▸ Reading passage:
Friday, March 19, 2010

Shock and Awe

I've been awake since 3am, which isn't as bad as it sounds, since I went to bed before 9 last night.

Today is the seven-year anniversary of the U.S. invasion of Iraq. It seems like longer; it seems like we've been there forever. I have students who are 18, 19, and this is all they know - an America at war. I remember going with my mom down to Union Terminal, where Bush gave his his speech where he said that "confronting the threat posed by Iraq is crucial to winning the war on terror."

My mom and I, of course, weren't inside listening to his speech; we were outside with the hippies, the nuns, and the students, protesting.

It's heartbreaking to read both the text of his speech as well as the New York Times article that appeared the next day:
Building his case, the president charged for the first time that Iraq's fleet of unmanned aerial vehicles was ultimately intended to deliver chemical and biological weapons to cities in the United States. The president also built a lengthy, if circumstantial, case that Mr. Hussein had extensive ties to the Al Qaeda terrorist organization and that Iraq trained members of the terrorist group in "bomb-making, poisons and deadly gases." Although other members of his administration had cited evidence tying Al Qaeda to Iraq, Mr. Bush spoke about this in detail for the first time tonight.

▸ Dataset entries:
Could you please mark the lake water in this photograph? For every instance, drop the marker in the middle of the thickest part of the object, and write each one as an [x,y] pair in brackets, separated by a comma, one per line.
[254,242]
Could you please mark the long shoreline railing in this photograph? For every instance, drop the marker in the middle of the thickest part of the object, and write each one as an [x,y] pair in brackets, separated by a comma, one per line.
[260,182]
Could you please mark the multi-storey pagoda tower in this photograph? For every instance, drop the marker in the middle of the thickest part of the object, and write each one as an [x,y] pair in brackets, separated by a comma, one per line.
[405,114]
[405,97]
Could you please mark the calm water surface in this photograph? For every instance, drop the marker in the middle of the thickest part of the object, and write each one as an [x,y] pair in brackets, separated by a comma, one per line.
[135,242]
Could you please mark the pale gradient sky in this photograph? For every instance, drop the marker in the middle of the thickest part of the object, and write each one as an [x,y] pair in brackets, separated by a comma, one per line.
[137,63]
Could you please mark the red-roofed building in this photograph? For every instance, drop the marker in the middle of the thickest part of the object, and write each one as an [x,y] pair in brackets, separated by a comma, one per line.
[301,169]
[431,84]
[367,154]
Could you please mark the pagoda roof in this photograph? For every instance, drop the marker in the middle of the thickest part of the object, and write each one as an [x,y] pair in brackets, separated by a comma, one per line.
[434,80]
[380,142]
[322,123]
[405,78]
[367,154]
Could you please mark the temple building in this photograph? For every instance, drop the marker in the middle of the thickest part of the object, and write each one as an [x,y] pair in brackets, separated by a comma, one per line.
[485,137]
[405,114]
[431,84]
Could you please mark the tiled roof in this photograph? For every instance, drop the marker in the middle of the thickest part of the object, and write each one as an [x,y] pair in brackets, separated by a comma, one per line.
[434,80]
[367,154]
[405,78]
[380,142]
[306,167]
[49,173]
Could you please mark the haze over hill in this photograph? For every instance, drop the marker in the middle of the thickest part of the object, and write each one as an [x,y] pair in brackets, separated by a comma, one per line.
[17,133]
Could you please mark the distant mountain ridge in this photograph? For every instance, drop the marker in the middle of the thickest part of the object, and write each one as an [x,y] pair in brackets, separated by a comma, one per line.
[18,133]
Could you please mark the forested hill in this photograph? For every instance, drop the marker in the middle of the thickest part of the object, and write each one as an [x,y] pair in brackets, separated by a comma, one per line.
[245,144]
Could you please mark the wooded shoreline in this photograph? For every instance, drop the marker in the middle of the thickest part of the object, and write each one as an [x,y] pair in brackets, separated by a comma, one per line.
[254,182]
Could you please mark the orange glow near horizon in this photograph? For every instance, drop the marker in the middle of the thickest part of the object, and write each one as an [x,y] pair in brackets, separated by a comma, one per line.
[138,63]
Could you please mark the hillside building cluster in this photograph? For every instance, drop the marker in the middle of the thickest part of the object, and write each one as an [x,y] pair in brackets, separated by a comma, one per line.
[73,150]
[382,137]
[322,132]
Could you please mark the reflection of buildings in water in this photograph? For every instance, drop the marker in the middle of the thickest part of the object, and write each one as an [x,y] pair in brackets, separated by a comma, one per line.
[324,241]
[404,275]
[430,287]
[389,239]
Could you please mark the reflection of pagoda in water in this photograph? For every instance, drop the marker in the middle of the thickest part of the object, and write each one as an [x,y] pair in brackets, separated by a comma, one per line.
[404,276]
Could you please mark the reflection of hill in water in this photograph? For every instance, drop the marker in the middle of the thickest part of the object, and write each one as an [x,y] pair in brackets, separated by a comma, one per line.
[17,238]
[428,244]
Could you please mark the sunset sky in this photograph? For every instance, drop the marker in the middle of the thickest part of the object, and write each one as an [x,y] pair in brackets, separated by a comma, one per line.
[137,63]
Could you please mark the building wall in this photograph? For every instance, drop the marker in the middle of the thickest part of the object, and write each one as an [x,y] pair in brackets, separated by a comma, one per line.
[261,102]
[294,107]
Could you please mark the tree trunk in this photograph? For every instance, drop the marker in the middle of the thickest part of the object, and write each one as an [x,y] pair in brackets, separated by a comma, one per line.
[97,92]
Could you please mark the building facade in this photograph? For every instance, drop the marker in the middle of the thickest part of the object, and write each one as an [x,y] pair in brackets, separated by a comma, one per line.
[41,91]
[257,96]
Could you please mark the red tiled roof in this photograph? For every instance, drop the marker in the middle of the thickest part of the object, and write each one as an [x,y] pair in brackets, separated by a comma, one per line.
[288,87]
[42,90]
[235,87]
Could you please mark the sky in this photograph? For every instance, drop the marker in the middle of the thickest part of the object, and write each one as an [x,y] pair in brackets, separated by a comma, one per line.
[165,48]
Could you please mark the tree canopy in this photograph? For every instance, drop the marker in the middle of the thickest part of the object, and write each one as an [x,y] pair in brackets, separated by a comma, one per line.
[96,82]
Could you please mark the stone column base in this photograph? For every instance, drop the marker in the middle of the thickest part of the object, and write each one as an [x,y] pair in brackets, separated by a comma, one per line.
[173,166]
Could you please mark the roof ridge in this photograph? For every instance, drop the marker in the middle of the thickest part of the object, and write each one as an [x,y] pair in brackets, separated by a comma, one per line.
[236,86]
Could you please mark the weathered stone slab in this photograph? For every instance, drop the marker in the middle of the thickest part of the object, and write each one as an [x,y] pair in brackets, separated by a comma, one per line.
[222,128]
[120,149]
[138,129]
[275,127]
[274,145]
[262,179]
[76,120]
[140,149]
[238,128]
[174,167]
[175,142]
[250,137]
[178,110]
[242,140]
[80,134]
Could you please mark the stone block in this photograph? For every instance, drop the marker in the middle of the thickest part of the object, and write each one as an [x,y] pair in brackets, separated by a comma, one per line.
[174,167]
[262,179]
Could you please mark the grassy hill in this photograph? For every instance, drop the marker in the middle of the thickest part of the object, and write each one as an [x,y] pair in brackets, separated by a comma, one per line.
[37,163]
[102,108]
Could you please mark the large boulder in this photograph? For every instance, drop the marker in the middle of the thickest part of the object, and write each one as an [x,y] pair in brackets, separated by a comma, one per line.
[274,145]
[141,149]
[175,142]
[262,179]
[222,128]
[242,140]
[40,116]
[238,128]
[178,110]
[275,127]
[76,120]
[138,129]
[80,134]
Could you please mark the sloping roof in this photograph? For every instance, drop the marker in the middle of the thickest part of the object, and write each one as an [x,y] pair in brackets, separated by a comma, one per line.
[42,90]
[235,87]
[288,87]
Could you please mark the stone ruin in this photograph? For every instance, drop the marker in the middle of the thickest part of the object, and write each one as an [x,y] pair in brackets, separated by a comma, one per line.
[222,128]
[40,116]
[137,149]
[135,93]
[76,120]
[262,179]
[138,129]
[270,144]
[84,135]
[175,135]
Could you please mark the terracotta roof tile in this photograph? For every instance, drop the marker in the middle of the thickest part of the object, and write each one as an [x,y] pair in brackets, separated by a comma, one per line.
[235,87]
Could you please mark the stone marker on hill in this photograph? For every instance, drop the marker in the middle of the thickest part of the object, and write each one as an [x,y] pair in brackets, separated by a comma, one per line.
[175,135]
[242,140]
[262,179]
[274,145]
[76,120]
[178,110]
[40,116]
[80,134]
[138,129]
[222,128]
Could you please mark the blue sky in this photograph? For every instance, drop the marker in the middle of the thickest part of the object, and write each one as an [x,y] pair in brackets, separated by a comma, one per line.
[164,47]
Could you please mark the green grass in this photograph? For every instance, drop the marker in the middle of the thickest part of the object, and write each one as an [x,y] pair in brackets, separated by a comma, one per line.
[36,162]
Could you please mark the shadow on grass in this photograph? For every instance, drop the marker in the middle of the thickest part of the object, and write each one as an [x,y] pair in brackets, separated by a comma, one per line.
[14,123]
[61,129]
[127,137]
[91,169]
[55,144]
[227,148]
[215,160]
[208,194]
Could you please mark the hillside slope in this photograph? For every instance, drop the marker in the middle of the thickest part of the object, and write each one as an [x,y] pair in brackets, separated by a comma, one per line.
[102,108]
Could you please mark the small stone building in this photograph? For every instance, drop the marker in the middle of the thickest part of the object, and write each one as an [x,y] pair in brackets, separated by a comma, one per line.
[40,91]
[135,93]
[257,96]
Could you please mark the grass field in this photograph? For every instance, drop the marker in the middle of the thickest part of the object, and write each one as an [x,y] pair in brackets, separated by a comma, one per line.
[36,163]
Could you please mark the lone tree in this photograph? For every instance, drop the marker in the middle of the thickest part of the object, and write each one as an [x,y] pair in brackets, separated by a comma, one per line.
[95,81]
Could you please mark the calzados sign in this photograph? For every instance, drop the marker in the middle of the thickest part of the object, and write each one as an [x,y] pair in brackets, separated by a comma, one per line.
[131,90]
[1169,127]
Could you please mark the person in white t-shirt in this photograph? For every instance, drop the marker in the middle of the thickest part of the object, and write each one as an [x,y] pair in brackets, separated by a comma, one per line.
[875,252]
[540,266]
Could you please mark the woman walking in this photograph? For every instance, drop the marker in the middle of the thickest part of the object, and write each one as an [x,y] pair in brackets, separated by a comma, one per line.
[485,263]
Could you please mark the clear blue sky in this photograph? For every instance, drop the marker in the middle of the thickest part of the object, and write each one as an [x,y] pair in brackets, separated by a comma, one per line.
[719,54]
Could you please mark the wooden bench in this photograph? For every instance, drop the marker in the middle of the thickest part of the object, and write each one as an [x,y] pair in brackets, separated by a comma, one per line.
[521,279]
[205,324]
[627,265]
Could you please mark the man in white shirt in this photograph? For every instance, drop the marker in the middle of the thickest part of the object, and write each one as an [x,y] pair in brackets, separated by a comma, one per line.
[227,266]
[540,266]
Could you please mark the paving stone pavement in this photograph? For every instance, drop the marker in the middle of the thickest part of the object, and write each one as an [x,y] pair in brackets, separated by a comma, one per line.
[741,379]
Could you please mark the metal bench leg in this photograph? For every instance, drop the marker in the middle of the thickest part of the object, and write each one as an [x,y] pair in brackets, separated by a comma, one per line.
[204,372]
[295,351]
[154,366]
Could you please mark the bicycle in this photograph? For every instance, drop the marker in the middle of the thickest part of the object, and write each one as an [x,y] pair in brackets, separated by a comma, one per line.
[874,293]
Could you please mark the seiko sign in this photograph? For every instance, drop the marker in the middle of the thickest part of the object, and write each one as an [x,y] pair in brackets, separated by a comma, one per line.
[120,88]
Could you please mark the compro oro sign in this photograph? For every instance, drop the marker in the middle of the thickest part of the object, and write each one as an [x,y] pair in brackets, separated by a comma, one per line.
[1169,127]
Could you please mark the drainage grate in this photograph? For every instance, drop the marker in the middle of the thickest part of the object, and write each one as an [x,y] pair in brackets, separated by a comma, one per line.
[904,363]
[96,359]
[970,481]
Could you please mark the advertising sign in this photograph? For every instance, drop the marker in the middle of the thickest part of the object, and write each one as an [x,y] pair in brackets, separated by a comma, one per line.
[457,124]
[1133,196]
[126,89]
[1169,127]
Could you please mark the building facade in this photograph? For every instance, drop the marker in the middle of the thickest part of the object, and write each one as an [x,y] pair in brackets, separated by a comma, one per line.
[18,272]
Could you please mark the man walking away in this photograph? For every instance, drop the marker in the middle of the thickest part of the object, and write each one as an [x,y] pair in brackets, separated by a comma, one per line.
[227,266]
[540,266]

▸ Exercise tasks:
1 - According to the blog post, where did the writer go with their mom on the day of Bush's speech?
2 - Copy the blog post from "Shock and Awe" to "the students, protesting.".

▸ Answers given:
1 - Union Terminal

2 -
Shock and Awe

I've been awake since 3am, which isn't as bad as it sounds, since I went to bed before 9 last night.

Today is the seven-year anniversary of the U.S. invasion of Iraq. It seems like longer; it seems like we've been there forever. I have students who are 18, 19, and this is all they know - an America at war. I remember going with my mom down to Union Terminal, where Bush gave his his speech where he said that "confronting the threat posed by Iraq is crucial to winning the war on terror."

My mom and I, of course, weren't inside listening to his speech; we were outside with the hippies, the nuns, and the students, protesting.